WORK TO DO>
a. Write out the full transcript about crypto and Wall Street word for word.
b. Pull out the rows verbatim, starting with the very first row and going on through the line with "column 519, row 240", both ends included.

##### SOURCE

Famous people like John Burbank, just left.
Dan Moorhead, Dan Tapiero.
I mean, you name it.
They're all novo.
It's the supermassive black hole sucking them in too, saying, well, all the opportunity sets
and all the other asset prices are less than this one.
So HFAR managers that I speak to, some of them are famous in the world, have whole
crypto investing units for their own personal wealth.
So they get it.
And the Wall Street guys, they get it too.
Most of these guys, you know, don't forget, there's been a massive deflation in Wall Street
salaries over the last decade.
People used to earn, as a salesman used to earn two million bucks a year, now earns 500,000.
He's got a 75% haircut.
So these guys now realize that banking is not the rich job that you then get out of
and you can retire.
It doesn't happen.
So these guys are having to get the new religion as well.
So, you know, there's a lot of people involved in this now.
It will permeate into the actual investment banks themselves as they set up trading desks and all of that.
I mean, it's all coming because the customers are demanding it.
Raoul, you speak to the smartest guys in finance, and still, with your experience,
I know you always strive to make yourself smarter every single day.
What is something you heard here recently that has really changed your mind about a financial topic?
The last interesting conversation I had that made me really stop and think was with Jeff Booth.

##########
##### RECORDS TO USE

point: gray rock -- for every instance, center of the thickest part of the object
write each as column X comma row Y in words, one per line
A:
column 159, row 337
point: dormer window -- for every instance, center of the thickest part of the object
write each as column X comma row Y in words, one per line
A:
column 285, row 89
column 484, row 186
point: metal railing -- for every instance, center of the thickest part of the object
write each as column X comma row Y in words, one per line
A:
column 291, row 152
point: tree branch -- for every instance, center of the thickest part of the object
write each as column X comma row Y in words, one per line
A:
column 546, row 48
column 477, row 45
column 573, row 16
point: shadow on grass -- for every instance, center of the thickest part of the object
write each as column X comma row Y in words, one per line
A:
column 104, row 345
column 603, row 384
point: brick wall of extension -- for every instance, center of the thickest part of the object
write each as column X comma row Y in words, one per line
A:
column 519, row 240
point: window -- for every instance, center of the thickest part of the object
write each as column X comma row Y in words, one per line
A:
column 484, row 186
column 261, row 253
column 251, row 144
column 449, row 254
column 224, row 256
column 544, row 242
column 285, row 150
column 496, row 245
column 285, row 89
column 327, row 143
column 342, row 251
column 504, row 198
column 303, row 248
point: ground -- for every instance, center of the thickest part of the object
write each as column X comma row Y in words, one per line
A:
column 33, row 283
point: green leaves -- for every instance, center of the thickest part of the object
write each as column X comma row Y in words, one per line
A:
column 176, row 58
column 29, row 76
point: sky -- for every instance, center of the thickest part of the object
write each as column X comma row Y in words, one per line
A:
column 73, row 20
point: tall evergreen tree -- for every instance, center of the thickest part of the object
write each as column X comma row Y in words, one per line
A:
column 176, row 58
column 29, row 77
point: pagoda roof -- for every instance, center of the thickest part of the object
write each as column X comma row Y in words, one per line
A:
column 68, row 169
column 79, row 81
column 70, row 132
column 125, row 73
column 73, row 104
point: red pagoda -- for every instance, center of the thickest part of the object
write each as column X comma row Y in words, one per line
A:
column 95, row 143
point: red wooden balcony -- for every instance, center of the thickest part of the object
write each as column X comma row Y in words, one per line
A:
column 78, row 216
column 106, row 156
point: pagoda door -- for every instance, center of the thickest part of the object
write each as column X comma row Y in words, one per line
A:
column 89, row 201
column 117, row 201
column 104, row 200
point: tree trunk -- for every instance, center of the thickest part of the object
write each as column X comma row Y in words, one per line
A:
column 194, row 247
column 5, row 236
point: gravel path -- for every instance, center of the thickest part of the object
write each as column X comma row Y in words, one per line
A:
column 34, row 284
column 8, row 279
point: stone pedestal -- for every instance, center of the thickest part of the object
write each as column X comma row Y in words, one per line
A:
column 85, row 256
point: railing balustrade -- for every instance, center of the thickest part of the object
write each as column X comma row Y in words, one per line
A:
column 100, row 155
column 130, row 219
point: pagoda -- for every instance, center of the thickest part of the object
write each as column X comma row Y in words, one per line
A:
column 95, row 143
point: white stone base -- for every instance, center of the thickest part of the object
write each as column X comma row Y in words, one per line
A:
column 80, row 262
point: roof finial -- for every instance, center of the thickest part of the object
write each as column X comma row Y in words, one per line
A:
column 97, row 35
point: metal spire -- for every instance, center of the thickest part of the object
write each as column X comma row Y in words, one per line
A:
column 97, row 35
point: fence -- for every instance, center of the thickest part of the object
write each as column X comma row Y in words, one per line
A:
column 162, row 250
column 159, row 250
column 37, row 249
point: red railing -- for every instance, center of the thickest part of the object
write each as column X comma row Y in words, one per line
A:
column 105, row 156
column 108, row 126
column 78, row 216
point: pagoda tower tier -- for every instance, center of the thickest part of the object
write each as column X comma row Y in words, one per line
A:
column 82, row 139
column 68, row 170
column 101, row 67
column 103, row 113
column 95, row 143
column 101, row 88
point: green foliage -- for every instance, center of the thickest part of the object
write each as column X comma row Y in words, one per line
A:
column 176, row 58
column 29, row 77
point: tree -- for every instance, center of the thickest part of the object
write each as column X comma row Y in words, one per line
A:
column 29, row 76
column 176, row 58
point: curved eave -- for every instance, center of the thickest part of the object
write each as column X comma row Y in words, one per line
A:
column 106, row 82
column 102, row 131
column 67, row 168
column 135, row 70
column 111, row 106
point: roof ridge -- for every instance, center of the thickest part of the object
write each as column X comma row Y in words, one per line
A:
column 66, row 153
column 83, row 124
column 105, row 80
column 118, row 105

##########

THE SOLUTIONS>
a.
Famous people like John Burbank, just left.
Dan Moorhead, Dan Tapiero.
I mean, you name it.
They're all novo.
It's the supermassive black hole sucking them in too, saying, well, all the opportunity sets
and all the other asset prices are less than this one.
So HFAR managers that I speak to, some of them are famous in the world, have whole
crypto investing units for their own personal wealth.
So they get it.
And the Wall Street guys, they get it too.
Most of these guys, you know, don't forget, there's been a massive deflation in Wall Street
salaries over the last decade.
People used to earn, as a salesman used to earn two million bucks a year, now earns 500,000.
He's got a 75% haircut.
So these guys now realize that banking is not the rich job that you then get out of
and you can retire.
It doesn't happen.
So these guys are having to get the new religion as well.
So, you know, there's a lot of people involved in this now.
It will permeate into the actual investment banks themselves as they set up trading desks and all of that.
I mean, it's all coming because the customers are demanding it.
Raoul, you speak to the smartest guys in finance, and still, with your experience,
I know you always strive to make yourself smarter every single day.
What is something you heard here recently that has really changed your mind about a financial topic?
The last interesting conversation I had that made me really stop and think was with Jeff Booth.

b.
point: gray rock -- for every instance, center of the thickest part of the object
write each as column X comma row Y in words, one per line
A:
column 159, row 337
point: dormer window -- for every instance, center of the thickest part of the object
write each as column X comma row Y in words, one per line
A:
column 285, row 89
column 484, row 186
point: metal railing -- for every instance, center of the thickest part of the object
write each as column X comma row Y in words, one per line
A:
column 291, row 152
point: tree branch -- for every instance, center of the thickest part of the object
write each as column X comma row Y in words, one per line
A:
column 546, row 48
column 477, row 45
column 573, row 16
point: shadow on grass -- for every instance, center of the thickest part of the object
write each as column X comma row Y in words, one per line
A:
column 104, row 345
column 603, row 384
point: brick wall of extension -- for every instance, center of the thickest part of the object
write each as column X comma row Y in words, one per line
A:
column 519, row 240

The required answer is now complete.